▸ **指示**:
[A] 本文抜粋にもとづき、次の問いに答えよ。
(i) 自伝『思ひ出つるまゝ』を出した出版社はどこか。
(ii) 与謝野鉄幹を三宅克己に紹介したのは誰か。
(iii) 一条成美は『明星』を去ってどの雑誌に移ったか。
[B] 次の各文が本文抜粋の内容と合っているかを判断せよ。それぞれ「はい」か「いいえ」で答え、判断の決め手となる本文抜粋の語句をそのまま引用すること。
(i) 与謝野鉄幹は明治36年頃、絵を依頼するために三宅克己を訪れた。
(ii) 藤島武二は和田英作の紹介で『明星』に加わった。
(iii) 三宅克己は博文館から『女学世界』の口絵を依頼された。

▸ **本文抜粋**:
◇ ◇ ◇ ◇

キャプションは「小石川のある寺 ジヨン・バアレイの個展に刺戟されたる翌朝の写生画(明治二十四年五月写生)」となっている。
水彩画でもこのように油彩画と同じような奥行きが表現できたのである。
モノクロ図版でも、手前の植栽と、寺の門の向こうの樹木の距離感がしっかりとらえられていて、絵画の再現力を味わうことができる。
『明星』と三宅克己
自伝『思ひ出つるまゝ』(昭和13年6月20日、光大社)には、明治36年頃、与謝野鉄幹が雑誌『明星』のために絵を依頼しにやってきたことが記されている。
某日友人矢崎千代二君の紹介で、明星と云ふ雑誌をやつて居る者だと云ふ、背の高い風采のそれ程あがら無い、着流しの未だ至極若くも見え、又相応に苦労人らしくも見ゆる、一寸見当の付き兼ねる男の訪問客があつた。雑誌に絵を載せたいから、何か木版下を描いて呈れろと云ふ注文なので ある。
何んぞ計らんその来訪客こそ、その頃私達の耳朶に響き渡つて居た、与謝野鉄幹先生であつたので、私は余りの意外なのに、驚入つて了つた。当時一条成美画伯の挿絵にて、実際雑誌界の真の明星程に輝き渡つて居た文学雑誌としての明星は、若い文学者や美術家の崇敬の的となつて居たのであつたが、自分の作画を現在明星の主幹から直接依頼されると云ふことは、可なり嬉しい誇る可き大得意の出来事であつたのである。
それは明治三十六年頃の話だが、この頃から自分の作画は、漸く世間に認められ、又実際に用ゐられることゝなつた。その内今度は博文館から、女学世界の口絵を毎号是非頼むと云ふことになり続いて中学世界、文章世界等、私の水彩画は毎月各種の雑誌の口絵に発表されるやうになつたのである。
*引用者の判断でルビを加えた。
矢崎千代二は大野塾でともに学んだ画家で、その紹介で与謝野鉄幹が三宅克己を訪ねてきたのである。鉄幹は長身で着流しのことが多かったようで、最初は風采が上がらない人物としてとらえられているのがおもしろい。
与謝野鉄幹の『明星』の編集方針は、文学と美術を2本の柱とすることで一貫していた。
初期に協力した一条成美とは意見が合わず、一条は雑誌『新声』に去った。
白馬会の長原孝太郎を窓口にして紹介された藤島武二が一条の穴を埋めた。白馬会の和田英作や中沢弘光も絵を寄稿している。

◇ ◇ ◇ ◇

▸ **データ項目**:
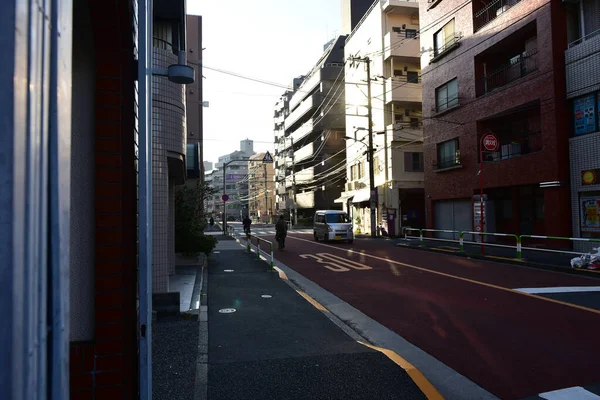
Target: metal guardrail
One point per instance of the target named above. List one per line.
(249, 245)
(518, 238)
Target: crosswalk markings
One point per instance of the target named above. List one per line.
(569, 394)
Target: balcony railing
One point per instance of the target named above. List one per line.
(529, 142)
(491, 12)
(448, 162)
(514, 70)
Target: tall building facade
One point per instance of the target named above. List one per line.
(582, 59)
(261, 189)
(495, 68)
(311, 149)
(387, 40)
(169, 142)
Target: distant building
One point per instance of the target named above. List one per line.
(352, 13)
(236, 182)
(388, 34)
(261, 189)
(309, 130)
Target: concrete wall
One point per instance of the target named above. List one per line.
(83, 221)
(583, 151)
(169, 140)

◇ ◇ ◇ ◇

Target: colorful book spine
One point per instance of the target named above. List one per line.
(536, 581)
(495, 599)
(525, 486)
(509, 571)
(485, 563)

◇ ◇ ◇ ◇

▸ **解答**:
[A]
(i) 光大社
(ii) 矢崎千代二
(iii) 『新声』

[B]
(i) はい。「明治36年頃、与謝野鉄幹が雑誌『明星』のために絵を依頼しにやってきた」
(ii) いいえ。「白馬会の長原孝太郎を窓口にして紹介された藤島武二が一条の穴を埋めた」
(iii) はい。「博文館から、女学世界の口絵を毎号是非頼むと云ふことになり」